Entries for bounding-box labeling
------------------------------------------------

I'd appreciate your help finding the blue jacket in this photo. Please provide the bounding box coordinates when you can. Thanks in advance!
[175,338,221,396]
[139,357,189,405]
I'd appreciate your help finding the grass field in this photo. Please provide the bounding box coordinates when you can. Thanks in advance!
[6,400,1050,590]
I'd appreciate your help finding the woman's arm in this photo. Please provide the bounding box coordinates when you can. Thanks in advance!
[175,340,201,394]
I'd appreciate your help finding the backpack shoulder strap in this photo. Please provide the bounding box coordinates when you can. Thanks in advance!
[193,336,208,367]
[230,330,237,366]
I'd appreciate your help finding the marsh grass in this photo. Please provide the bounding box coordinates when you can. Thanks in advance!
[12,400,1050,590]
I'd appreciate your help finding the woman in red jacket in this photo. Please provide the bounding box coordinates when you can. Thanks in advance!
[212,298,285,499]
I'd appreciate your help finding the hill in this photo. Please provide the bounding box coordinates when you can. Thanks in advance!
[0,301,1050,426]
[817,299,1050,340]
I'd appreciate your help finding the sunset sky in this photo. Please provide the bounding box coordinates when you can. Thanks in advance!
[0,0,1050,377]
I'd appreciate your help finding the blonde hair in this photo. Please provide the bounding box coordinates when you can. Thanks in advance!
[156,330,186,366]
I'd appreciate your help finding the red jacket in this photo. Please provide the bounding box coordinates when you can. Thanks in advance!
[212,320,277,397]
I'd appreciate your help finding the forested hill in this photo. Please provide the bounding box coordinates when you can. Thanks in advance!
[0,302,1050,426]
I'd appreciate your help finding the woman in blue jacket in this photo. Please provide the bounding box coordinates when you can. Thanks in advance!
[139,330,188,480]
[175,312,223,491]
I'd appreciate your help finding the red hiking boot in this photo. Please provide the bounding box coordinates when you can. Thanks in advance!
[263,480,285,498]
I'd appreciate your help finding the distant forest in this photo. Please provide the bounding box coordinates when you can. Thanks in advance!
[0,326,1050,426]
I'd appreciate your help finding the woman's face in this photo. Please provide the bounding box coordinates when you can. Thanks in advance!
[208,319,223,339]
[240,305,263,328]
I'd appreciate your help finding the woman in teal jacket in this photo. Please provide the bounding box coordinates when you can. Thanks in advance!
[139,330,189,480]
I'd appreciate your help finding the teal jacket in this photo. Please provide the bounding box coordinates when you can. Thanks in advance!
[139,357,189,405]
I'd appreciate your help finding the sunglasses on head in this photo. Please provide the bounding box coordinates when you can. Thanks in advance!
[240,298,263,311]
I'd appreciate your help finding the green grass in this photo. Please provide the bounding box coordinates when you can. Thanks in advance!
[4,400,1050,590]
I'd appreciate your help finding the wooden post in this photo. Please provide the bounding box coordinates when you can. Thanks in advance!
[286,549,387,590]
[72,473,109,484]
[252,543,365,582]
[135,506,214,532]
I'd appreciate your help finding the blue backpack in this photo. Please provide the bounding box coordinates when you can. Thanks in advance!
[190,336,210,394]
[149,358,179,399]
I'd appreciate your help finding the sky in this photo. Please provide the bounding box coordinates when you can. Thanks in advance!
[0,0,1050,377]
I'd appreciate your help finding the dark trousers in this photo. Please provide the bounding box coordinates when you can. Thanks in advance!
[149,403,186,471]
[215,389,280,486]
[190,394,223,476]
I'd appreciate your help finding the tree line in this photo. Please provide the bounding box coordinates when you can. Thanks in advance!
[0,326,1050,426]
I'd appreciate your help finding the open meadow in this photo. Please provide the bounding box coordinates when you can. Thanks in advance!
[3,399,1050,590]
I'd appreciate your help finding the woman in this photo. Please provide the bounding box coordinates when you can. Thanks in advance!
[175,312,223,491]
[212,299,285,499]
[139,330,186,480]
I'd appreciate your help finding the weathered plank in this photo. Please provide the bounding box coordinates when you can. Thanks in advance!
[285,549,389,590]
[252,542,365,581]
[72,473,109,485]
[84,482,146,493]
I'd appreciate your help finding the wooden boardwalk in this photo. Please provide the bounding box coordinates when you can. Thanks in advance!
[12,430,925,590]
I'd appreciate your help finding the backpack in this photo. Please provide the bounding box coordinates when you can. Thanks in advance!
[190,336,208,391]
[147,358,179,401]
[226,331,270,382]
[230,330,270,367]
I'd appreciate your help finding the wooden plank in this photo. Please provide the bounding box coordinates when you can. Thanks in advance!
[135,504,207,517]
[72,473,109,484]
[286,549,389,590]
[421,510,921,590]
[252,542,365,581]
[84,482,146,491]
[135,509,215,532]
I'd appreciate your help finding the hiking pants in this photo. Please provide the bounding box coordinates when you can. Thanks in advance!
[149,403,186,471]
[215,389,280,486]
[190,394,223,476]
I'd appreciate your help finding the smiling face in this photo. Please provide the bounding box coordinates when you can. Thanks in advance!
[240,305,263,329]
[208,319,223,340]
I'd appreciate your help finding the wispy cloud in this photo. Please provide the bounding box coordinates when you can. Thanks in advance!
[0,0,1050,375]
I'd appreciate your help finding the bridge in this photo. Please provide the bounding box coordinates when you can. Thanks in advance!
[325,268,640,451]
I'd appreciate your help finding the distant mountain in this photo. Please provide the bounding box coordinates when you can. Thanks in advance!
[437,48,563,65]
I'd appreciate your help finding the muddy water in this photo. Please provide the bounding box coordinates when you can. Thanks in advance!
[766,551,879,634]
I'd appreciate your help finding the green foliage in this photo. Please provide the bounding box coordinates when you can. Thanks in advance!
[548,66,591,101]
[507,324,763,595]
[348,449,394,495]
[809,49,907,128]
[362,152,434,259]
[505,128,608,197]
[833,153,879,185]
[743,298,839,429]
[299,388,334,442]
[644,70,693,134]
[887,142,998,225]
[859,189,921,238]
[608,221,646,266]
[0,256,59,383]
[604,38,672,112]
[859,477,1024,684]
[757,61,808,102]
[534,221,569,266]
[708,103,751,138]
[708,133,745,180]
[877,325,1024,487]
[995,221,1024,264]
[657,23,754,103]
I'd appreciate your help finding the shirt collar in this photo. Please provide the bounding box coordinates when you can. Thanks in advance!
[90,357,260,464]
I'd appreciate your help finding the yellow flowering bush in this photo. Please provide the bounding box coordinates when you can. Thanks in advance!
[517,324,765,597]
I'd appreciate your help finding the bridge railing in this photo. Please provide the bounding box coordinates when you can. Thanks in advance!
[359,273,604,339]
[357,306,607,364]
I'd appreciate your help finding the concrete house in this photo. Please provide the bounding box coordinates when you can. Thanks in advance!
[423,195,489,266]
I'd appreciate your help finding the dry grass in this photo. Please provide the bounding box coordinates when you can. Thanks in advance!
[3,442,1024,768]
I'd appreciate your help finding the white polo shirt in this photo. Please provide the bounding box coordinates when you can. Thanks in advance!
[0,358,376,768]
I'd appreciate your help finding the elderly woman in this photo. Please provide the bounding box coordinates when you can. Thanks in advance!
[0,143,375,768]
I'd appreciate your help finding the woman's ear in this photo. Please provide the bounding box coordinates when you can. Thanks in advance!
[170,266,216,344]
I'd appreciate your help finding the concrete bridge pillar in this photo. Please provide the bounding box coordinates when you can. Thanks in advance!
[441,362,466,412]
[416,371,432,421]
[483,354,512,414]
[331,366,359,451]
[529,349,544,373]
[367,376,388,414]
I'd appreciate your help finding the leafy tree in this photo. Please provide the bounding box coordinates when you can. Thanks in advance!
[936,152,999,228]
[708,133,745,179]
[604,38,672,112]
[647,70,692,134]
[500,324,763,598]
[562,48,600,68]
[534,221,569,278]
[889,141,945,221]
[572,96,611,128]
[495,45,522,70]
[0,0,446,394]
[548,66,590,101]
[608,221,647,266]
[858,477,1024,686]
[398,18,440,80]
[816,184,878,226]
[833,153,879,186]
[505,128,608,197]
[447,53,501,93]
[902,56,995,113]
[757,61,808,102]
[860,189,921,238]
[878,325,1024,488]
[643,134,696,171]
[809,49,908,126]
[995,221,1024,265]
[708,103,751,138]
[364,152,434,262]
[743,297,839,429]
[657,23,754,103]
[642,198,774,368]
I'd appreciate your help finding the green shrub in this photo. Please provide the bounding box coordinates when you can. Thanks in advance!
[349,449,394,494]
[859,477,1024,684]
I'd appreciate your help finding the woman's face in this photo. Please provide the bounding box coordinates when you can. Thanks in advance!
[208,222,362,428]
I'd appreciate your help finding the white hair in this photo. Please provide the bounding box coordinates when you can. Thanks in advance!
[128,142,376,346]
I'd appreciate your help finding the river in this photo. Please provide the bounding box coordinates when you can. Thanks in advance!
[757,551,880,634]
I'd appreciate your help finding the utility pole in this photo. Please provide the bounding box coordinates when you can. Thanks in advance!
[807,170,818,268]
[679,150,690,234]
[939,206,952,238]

------------------------------------------------

### What the exercise asks
Convert the lines from the start of the entries through the one containing "[230,330,237,366]" into a Markdown table with the columns Row and Line, omitting blank lines.

### Result of this task
| Row | Line |
|---|---|
| 1 | I'd appreciate your help finding the blue jacket in this photo. Please provide the bounding box coordinates when you can. Thanks in advance! |
| 2 | [175,338,221,396] |
| 3 | [139,357,189,405] |
| 4 | I'd appreciate your help finding the grass field in this photo. Please provide the bounding box coordinates when you can. Thanks in advance! |
| 5 | [6,400,1050,590] |
| 6 | I'd appreciate your help finding the woman's arm in this photo. Please provide the bounding box coordinates when you can. Thanks in advance! |
| 7 | [175,340,201,394] |
| 8 | I'd appreciate your help finding the backpack shoulder strap in this photo. Please provide the bounding box coordinates when you can. Thanks in advance! |
| 9 | [193,336,208,367] |
| 10 | [230,330,237,366] |